=== Try it ===
Output every line of the entries from the line containing "For each instance of the sky, the" through the last, exactly, with no other content.

|---|

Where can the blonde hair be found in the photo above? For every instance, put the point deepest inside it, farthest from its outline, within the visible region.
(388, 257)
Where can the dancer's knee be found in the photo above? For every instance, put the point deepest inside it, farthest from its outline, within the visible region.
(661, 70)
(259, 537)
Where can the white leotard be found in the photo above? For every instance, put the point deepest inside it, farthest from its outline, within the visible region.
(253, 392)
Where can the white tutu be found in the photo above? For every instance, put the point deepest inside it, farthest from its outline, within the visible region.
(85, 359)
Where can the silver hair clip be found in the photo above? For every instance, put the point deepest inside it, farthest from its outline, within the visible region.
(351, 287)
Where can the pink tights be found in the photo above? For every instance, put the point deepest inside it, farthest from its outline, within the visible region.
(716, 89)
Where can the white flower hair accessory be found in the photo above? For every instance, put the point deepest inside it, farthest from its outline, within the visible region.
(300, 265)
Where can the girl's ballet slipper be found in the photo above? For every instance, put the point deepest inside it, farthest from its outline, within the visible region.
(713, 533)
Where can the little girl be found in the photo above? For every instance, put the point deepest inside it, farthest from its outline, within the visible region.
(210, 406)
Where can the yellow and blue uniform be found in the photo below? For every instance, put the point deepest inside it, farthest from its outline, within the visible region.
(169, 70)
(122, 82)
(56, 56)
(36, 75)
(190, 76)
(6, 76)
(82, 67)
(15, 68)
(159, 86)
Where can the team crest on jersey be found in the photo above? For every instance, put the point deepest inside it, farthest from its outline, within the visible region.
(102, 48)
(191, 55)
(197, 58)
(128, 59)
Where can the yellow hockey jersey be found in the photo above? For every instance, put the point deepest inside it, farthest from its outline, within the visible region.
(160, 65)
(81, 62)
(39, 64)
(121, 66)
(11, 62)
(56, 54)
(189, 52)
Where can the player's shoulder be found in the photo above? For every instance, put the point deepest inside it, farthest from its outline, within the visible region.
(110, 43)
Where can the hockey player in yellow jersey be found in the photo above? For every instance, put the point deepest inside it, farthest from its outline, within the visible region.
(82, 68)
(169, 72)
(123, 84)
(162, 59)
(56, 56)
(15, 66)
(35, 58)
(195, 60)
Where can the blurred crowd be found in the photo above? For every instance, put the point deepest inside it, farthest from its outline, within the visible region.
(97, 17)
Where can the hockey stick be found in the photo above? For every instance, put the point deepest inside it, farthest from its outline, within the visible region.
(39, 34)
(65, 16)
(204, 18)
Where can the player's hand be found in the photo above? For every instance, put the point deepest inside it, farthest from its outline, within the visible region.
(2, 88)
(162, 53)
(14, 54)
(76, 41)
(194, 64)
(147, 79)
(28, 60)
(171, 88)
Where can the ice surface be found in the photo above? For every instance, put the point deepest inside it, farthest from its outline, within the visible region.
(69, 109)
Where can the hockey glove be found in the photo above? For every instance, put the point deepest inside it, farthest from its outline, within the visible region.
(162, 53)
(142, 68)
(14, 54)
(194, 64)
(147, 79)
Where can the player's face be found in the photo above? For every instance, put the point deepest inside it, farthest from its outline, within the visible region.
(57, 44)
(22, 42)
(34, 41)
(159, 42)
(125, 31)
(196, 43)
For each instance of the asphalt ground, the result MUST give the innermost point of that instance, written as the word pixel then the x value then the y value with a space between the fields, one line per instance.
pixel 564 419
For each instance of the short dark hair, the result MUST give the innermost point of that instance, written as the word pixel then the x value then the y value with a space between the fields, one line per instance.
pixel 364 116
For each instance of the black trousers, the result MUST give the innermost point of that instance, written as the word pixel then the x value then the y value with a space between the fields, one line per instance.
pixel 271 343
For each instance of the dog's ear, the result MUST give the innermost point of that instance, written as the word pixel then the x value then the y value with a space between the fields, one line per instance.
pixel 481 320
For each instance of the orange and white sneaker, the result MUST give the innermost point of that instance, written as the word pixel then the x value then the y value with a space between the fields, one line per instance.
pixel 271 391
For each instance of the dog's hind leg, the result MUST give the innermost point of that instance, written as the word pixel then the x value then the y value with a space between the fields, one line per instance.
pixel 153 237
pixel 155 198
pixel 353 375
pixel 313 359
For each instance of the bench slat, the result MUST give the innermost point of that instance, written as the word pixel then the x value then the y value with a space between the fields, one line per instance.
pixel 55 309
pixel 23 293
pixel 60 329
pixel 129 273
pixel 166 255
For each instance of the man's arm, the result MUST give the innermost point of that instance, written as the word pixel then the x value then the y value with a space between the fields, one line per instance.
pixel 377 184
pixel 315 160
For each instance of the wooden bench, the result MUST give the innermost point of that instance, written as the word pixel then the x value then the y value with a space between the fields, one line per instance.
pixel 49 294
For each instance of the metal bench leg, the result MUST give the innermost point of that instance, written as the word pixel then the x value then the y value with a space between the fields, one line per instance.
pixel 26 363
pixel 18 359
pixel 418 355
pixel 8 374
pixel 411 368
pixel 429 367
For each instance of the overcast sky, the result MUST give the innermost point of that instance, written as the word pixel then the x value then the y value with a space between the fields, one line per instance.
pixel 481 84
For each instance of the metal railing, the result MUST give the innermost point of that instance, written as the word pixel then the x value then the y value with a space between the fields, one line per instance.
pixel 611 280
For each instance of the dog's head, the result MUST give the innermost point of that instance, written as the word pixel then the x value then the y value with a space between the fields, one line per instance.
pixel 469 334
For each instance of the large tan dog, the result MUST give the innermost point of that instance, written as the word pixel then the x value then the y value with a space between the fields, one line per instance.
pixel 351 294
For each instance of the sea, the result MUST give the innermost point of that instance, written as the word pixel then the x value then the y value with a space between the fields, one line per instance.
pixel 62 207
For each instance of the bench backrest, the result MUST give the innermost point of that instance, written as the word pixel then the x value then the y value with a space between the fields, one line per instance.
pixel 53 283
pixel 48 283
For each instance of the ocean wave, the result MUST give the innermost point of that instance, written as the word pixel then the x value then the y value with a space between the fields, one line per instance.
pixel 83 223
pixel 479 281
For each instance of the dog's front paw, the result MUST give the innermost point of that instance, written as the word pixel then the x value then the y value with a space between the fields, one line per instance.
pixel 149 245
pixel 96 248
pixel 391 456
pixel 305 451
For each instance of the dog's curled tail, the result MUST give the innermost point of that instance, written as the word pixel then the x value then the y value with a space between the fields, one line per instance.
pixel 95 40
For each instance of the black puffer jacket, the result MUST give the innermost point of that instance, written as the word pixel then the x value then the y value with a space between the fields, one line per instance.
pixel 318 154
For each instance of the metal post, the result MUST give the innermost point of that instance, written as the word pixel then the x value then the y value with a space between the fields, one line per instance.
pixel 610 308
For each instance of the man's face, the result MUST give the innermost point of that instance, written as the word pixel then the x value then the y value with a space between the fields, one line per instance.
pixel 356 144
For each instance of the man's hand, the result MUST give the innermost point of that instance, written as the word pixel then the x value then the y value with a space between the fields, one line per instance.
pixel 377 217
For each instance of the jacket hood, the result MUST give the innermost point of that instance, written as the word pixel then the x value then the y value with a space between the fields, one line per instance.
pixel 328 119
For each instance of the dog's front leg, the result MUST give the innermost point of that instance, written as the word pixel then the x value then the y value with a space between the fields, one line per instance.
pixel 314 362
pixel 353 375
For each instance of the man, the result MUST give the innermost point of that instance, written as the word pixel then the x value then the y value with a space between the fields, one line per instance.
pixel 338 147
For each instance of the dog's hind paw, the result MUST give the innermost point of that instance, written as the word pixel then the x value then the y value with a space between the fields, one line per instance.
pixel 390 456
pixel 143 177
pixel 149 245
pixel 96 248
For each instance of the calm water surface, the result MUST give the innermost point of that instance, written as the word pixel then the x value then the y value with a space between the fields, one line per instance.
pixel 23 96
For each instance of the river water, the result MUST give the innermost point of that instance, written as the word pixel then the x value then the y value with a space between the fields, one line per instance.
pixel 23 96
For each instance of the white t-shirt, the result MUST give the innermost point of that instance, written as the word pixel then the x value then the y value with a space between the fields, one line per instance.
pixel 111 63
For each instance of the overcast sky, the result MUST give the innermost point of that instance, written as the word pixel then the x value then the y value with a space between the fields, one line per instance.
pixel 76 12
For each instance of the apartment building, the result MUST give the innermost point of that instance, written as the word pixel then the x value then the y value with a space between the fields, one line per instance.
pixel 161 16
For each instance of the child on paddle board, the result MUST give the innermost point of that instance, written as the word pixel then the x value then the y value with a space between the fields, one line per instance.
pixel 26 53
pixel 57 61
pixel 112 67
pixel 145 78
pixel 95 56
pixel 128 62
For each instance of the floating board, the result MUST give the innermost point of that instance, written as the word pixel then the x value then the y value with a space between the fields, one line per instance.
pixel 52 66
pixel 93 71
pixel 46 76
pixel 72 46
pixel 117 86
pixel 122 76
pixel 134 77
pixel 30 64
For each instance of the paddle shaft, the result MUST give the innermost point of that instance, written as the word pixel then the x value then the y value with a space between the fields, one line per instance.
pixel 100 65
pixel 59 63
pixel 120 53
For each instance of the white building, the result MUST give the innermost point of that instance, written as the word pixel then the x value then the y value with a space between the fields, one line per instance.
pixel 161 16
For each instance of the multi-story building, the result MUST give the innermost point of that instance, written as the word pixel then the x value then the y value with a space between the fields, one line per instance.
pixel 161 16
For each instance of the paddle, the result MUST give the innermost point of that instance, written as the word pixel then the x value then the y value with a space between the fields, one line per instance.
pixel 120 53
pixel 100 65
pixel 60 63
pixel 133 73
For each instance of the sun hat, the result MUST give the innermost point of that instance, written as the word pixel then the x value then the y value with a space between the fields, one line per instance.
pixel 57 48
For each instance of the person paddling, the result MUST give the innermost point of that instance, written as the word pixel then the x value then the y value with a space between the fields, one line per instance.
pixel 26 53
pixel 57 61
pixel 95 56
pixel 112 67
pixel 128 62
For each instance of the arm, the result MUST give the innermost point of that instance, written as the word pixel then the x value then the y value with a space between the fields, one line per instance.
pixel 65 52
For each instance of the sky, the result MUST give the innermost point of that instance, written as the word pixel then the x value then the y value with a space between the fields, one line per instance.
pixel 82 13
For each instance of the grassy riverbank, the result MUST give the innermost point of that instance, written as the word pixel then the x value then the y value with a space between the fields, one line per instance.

|---|

=== Solution below ===
For each instance of the sky, the result MUST give the innermost point of that instance, written as the word pixel then the x value then the y value with a space between the fields, one line per instance.
pixel 82 13
For each instance of the grassy riverbank, the result MUST give the innermost point of that instance, written as the word pixel then the x value then the y value with a space between the fields, one line per instance.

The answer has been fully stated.